*What is expected:* Copy the forum post on failover cluster settings below in full, word for word.

*Source extract:*
— Begin —

Could I please clarify a few things about failover cluster behaviour which I cannot glean from the docs?
On a 2019 failover cluster, we have the following default settings:
SameSubnetDelay : 1000
SameSubnetThreshold : 10
CrossSubnetDelay : 1000
CrossSubnetThreshold : 20
ResiliencyLevel : 2
ResiliencyPeriod: :2 40
These settings are fairly well documented and I take the first four to be things which control:
- The frequency 'heartbeats' are sent
and
- The tolerance for how many heartbeats can be missed in a row.
I am assuming this effectively controls how long a node can exhibit a problem before it is deemed down?
The second two settings control the resiliency behaviour when the clustered roles are compute based (i.e. virtual machines)? With ResiliencyLevel 2, if a node is running compute roles and these roles go unmonitored, the roles will continue to run or enter a paused- critical state, depending on if the storage is block, SMB and if the storage network is entirely disrupted (but crucially they will do not failover if within the ResiliencyPeriod)?

— End —

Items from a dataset
— Begin —

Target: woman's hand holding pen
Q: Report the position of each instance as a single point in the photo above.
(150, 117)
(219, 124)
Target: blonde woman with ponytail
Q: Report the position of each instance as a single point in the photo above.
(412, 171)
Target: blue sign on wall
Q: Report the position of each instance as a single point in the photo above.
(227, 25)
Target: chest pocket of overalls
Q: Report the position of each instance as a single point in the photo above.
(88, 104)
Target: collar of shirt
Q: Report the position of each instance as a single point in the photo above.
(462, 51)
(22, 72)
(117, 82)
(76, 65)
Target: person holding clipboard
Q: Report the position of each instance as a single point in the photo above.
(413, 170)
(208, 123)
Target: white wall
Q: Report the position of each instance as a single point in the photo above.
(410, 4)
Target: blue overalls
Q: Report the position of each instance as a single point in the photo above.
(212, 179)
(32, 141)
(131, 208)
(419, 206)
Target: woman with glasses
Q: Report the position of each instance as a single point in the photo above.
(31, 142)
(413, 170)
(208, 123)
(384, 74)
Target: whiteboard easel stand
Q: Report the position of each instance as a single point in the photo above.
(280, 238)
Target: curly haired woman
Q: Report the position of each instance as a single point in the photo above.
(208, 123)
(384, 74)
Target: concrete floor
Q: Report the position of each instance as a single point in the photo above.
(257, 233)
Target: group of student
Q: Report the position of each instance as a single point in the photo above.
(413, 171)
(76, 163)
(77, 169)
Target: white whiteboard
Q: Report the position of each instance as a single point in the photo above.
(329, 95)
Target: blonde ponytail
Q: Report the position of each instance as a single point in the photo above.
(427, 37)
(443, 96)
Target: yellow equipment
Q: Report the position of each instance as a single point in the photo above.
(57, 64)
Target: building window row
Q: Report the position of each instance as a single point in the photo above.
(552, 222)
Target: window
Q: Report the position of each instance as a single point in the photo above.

— End —

*Correct result:*
Could I please clarify a few things about failover cluster behaviour which I cannot glean from the docs?
On a 2019 failover cluster, we have the following default settings:
SameSubnetDelay : 1000
SameSubnetThreshold : 10
CrossSubnetDelay : 1000
CrossSubnetThreshold : 20
ResiliencyLevel : 2
ResiliencyPeriod: :2 40
These settings are fairly well documented and I take the first four to be things which control:
- The frequency 'heartbeats' are sent
and
- The tolerance for how many heartbeats can be missed in a row.
I am assuming this effectively controls how long a node can exhibit a problem before it is deemed down?
The second two settings control the resiliency behaviour when the clustered roles are compute based (i.e. virtual machines)? With ResiliencyLevel 2, if a node is running compute roles and these roles go unmonitored, the roles will continue to run or enter a paused- critical state, depending on if the storage is block, SMB and if the storage network is entirely disrupted (but crucially they will do not failover if within the ResiliencyPeriod)?